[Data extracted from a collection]
************

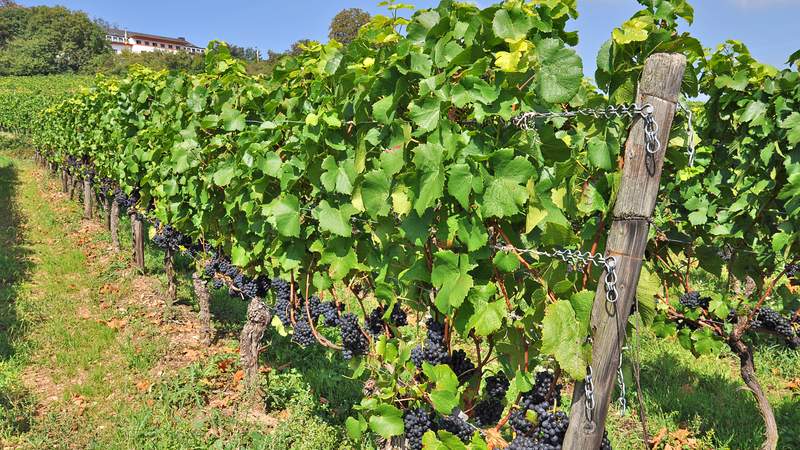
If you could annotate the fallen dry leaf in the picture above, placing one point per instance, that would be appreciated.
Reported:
(238, 376)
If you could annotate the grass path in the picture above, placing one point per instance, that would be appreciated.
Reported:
(88, 360)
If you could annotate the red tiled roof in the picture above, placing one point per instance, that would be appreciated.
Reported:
(154, 37)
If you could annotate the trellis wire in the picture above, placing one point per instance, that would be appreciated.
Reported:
(526, 120)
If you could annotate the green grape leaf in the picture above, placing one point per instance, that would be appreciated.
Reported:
(334, 220)
(426, 113)
(563, 339)
(792, 123)
(387, 421)
(511, 25)
(450, 275)
(561, 71)
(232, 119)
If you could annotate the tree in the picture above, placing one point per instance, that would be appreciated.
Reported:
(44, 40)
(345, 25)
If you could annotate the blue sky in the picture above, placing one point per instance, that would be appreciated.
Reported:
(768, 27)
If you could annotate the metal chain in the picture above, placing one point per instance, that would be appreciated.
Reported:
(623, 402)
(690, 150)
(526, 121)
(577, 258)
(588, 404)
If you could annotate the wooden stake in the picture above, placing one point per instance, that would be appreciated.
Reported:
(627, 239)
(172, 284)
(88, 198)
(204, 301)
(71, 180)
(138, 241)
(114, 223)
(107, 210)
(258, 317)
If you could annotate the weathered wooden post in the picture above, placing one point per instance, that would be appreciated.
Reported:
(88, 198)
(258, 317)
(203, 300)
(137, 226)
(72, 182)
(107, 200)
(114, 223)
(172, 282)
(659, 86)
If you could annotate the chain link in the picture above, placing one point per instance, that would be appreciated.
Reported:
(588, 404)
(578, 259)
(623, 402)
(690, 150)
(526, 121)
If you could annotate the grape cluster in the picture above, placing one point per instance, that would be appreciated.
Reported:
(458, 426)
(167, 237)
(125, 202)
(543, 395)
(769, 319)
(303, 335)
(435, 348)
(692, 300)
(462, 366)
(376, 323)
(241, 286)
(550, 437)
(106, 187)
(329, 313)
(283, 301)
(353, 340)
(520, 423)
(487, 412)
(551, 428)
(497, 386)
(314, 304)
(398, 316)
(417, 422)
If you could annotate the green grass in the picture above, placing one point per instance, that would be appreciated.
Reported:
(115, 392)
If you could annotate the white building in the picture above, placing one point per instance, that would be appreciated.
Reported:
(143, 42)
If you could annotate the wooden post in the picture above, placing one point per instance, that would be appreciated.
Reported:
(137, 226)
(88, 197)
(172, 284)
(258, 317)
(107, 210)
(660, 86)
(203, 299)
(114, 223)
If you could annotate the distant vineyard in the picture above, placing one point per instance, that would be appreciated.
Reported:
(464, 174)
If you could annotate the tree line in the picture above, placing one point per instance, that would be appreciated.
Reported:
(44, 40)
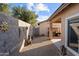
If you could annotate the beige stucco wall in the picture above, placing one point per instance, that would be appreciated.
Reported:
(13, 38)
(70, 10)
(43, 28)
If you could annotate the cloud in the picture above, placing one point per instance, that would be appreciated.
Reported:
(42, 18)
(41, 7)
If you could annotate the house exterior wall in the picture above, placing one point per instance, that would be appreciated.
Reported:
(43, 28)
(12, 38)
(70, 10)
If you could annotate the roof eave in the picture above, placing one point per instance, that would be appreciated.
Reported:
(64, 5)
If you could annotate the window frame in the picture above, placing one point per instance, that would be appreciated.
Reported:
(66, 32)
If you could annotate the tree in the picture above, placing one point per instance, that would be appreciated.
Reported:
(24, 14)
(4, 8)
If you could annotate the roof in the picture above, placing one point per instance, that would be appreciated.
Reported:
(43, 21)
(64, 5)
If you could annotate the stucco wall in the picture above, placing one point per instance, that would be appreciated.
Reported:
(13, 38)
(70, 10)
(9, 39)
(43, 28)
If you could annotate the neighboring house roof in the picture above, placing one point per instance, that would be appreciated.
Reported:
(64, 5)
(43, 21)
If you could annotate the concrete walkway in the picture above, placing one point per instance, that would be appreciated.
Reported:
(40, 46)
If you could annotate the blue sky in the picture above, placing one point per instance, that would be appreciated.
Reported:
(43, 10)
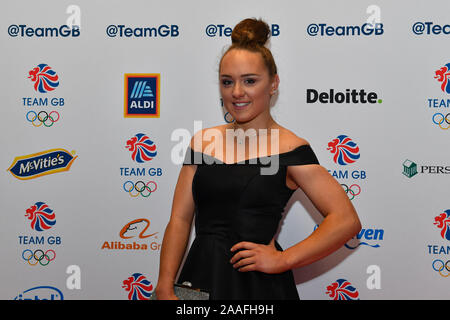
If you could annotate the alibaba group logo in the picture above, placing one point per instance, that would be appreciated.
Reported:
(135, 228)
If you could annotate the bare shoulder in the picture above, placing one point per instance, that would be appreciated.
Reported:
(289, 140)
(203, 137)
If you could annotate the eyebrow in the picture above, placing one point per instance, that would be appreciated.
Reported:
(242, 76)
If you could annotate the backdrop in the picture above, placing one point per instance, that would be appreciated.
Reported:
(98, 97)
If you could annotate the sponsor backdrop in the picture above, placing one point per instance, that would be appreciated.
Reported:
(99, 100)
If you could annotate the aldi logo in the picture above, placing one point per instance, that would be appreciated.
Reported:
(142, 92)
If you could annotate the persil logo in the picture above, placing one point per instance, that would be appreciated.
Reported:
(325, 30)
(41, 163)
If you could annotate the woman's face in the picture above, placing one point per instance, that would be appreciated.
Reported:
(245, 84)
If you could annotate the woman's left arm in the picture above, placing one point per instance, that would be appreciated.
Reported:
(340, 224)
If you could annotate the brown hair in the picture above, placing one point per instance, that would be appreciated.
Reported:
(252, 35)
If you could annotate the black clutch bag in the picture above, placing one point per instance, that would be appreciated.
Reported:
(186, 292)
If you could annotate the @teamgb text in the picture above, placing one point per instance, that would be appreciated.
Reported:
(42, 118)
(38, 256)
(439, 119)
(442, 268)
(139, 188)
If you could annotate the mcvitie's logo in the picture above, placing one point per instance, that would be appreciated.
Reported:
(42, 163)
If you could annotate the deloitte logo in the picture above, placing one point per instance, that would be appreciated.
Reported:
(349, 96)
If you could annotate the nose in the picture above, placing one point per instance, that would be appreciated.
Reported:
(238, 90)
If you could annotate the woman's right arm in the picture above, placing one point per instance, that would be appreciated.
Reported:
(177, 233)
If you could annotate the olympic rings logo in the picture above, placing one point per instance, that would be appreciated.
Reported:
(140, 187)
(441, 267)
(42, 118)
(38, 256)
(441, 119)
(350, 190)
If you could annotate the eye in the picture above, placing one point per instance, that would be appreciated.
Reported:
(226, 82)
(250, 81)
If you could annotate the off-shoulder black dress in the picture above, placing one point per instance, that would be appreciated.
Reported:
(234, 203)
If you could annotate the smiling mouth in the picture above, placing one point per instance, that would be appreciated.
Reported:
(240, 105)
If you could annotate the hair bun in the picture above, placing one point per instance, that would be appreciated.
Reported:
(250, 32)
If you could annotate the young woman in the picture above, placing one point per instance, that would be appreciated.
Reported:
(237, 208)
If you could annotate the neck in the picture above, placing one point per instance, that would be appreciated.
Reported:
(262, 124)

************

- TASK GOAL -
Each record above is to be written out exactly; the pictures are not.

- TASK ANSWER -
If you could annotate the fallen dry leaf in the picture above, placing one point per instance, that would be appreciated.
Reported:
(238, 376)
If you could annotate the grass path in the picture above, placing one point per instance, that would be appreciated.
Reported:
(88, 360)
If you could annotate the red tiled roof in the picture above, placing one point per instance, that would be appreciated.
Reported:
(154, 37)
If you could annotate the trellis wire in the picture above, placing one point per instance, that would be appreciated.
Reported:
(526, 120)
If you could annotate the green grape leaf in the picture above, placing one point per instance, that would be appreciated.
Reported:
(334, 220)
(426, 113)
(563, 339)
(792, 123)
(387, 421)
(511, 25)
(450, 275)
(561, 71)
(232, 119)
If you could annotate the tree in the picture above, placing one point per instance, that would be appreciated.
Reported:
(44, 40)
(345, 25)
If you could annotate the blue sky in the picture above, placing one point per instance, that would be appreciated.
Reported:
(768, 27)
If you could annotate the metal chain in the picture above, placing one point per instance, that would be appreciated.
Reported:
(623, 402)
(690, 150)
(526, 121)
(577, 258)
(588, 404)
If you could annotate the wooden stake in the picture above, placing one point per instance, that would be appreciated.
Reported:
(627, 239)
(172, 284)
(88, 198)
(204, 301)
(71, 180)
(138, 241)
(114, 223)
(107, 210)
(258, 317)
If you could annotate the weathered wooden post in the picture above, placing one point per instance, that would be appreciated.
Reported:
(88, 198)
(258, 317)
(203, 300)
(137, 226)
(72, 182)
(107, 200)
(114, 223)
(172, 282)
(659, 86)
If you could annotate the chain link in the picture above, placing one point per instance, that would be appreciated.
Reported:
(588, 404)
(578, 259)
(623, 402)
(690, 150)
(526, 121)
If you could annotate the grape cluster in the picture above, placing one point per instance, that would be appreciated.
Reported:
(458, 426)
(167, 237)
(125, 202)
(543, 395)
(769, 319)
(303, 335)
(435, 348)
(692, 300)
(462, 366)
(376, 323)
(241, 286)
(550, 437)
(106, 187)
(329, 313)
(283, 301)
(353, 340)
(520, 423)
(487, 412)
(551, 428)
(497, 386)
(314, 304)
(398, 316)
(417, 422)
If you could annotate the green grass in the picture above, placing one point per instance, that would be appreciated.
Reported:
(115, 392)
If you could annotate the white building in the picture above, placing one point per instance, that would be appreciated.
Reported:
(143, 42)
If you could annotate the wooden post in the picture above, placing one point per instance, that would be appreciated.
Reported:
(137, 226)
(88, 197)
(172, 284)
(258, 317)
(107, 210)
(660, 86)
(203, 299)
(114, 223)
If you could annotate the distant vineyard in the picture above, placing one point per instance, that would be appreciated.
Reported:
(464, 174)
If you could annotate the tree line in the picture above, placing one point per instance, that would be appreciated.
Reported:
(44, 40)
If you could annotate the beige stucco wall in the picture above, placing one point per instance, that would be appreciated.
Reported:
(13, 38)
(70, 10)
(43, 28)
If you could annotate the cloud in the picture above, placing one point per instance, that would be appreciated.
Reported:
(42, 18)
(41, 7)
If you could annotate the house exterior wall in the picture above, placing one point per instance, that would be appreciated.
Reported:
(43, 28)
(12, 38)
(70, 10)
If you could annotate the roof eave in the picture above, placing one point per instance, that would be appreciated.
Reported:
(64, 5)
If you could annotate the window frame in the picture above, placing one point per instance, that would be appreciated.
Reported:
(66, 32)
If you could annotate the tree in the picture above, placing one point per instance, that would be appreciated.
Reported:
(24, 14)
(4, 8)
If you could annotate the roof in the picture above, placing one point per instance, that would be appreciated.
Reported:
(43, 21)
(64, 5)
If you could annotate the stucco wall in the picture above, placing one point per instance, that would be appreciated.
Reported:
(13, 38)
(70, 10)
(9, 39)
(43, 28)
If you could annotate the neighboring house roof in the picture above, placing one point per instance, that would be appreciated.
Reported:
(64, 5)
(43, 21)
If you could annotate the concrete walkway in the picture above, placing one point per instance, that would be appreciated.
Reported:
(40, 46)
If you could annotate the blue sky in the picture above, placing one point per instance, that would be appreciated.
Reported:
(43, 10)
If you could annotate the alibaba group logo in the picture above, placing one point per instance, that would be appreciated.
Reported:
(135, 228)
If you could annotate the bare shoulder in the picture above, placing one point per instance, that would be appreciated.
Reported:
(289, 140)
(203, 137)
If you could annotate the eyebrow in the picture above, placing one point per instance, that would be appreciated.
Reported:
(242, 76)
If you could annotate the backdrop in the picture above, placing one point per instance, that would be appreciated.
Reported:
(98, 97)
If you could annotate the sponsor backdrop in the picture above, placing one point per instance, that would be appreciated.
Reported:
(99, 100)
If you could annotate the aldi logo in the picture above, placing one point per instance, that would be appreciated.
Reported:
(142, 92)
If you could annotate the persil logo in the picture above, placing one point per instance, that would be appreciated.
Reported:
(325, 30)
(41, 163)
If you could annotate the woman's face in the picture above, placing one point per instance, that would be appreciated.
Reported:
(245, 84)
If you could annotate the woman's left arm in the picture above, placing one point per instance, that would be appreciated.
Reported:
(340, 224)
If you could annotate the brown hair in the picture above, placing one point per instance, that would be appreciated.
Reported:
(252, 35)
If you could annotate the black clutch bag in the picture above, placing one point per instance, that would be appreciated.
Reported:
(186, 292)
If you could annotate the @teamgb text in the picture above, placing one point per instance, that would be appreciated.
Reported:
(42, 118)
(38, 256)
(439, 119)
(442, 268)
(139, 188)
If you could annotate the mcvitie's logo in the picture above, placing one point per instance, that would be appreciated.
Reported:
(42, 163)
If you could annotate the deloitte logo in the picture above, placing one point per instance, that would be appreciated.
Reported:
(349, 96)
If you could annotate the nose in the picture above, placing one point per instance, that would be appreciated.
Reported:
(238, 90)
If you could annotate the woman's right arm in the picture above, placing one point per instance, that would be appreciated.
Reported:
(177, 233)
If you could annotate the olympic rings logo in the picture above, placing one point per instance, that would be appreciated.
Reported:
(140, 187)
(441, 267)
(42, 118)
(38, 256)
(441, 119)
(350, 190)
If you could annotate the eye in the picture above, placing one point per instance, that would be appreciated.
Reported:
(226, 82)
(250, 81)
If you could annotate the off-shoulder black dress in the picture above, placing one point per instance, that would be appreciated.
Reported:
(234, 203)
If you could annotate the smiling mouth in the picture above, placing one point per instance, that would be appreciated.
Reported:
(240, 105)
If you could annotate the hair bun in the picture above, placing one point per instance, that would be appreciated.
Reported:
(250, 32)
If you could annotate the young woman in the picture above, placing one point per instance, that would be appreciated.
Reported:
(237, 208)
If you could annotate the neck in the picture above, placing one point per instance, that would be appreciated.
Reported:
(262, 124)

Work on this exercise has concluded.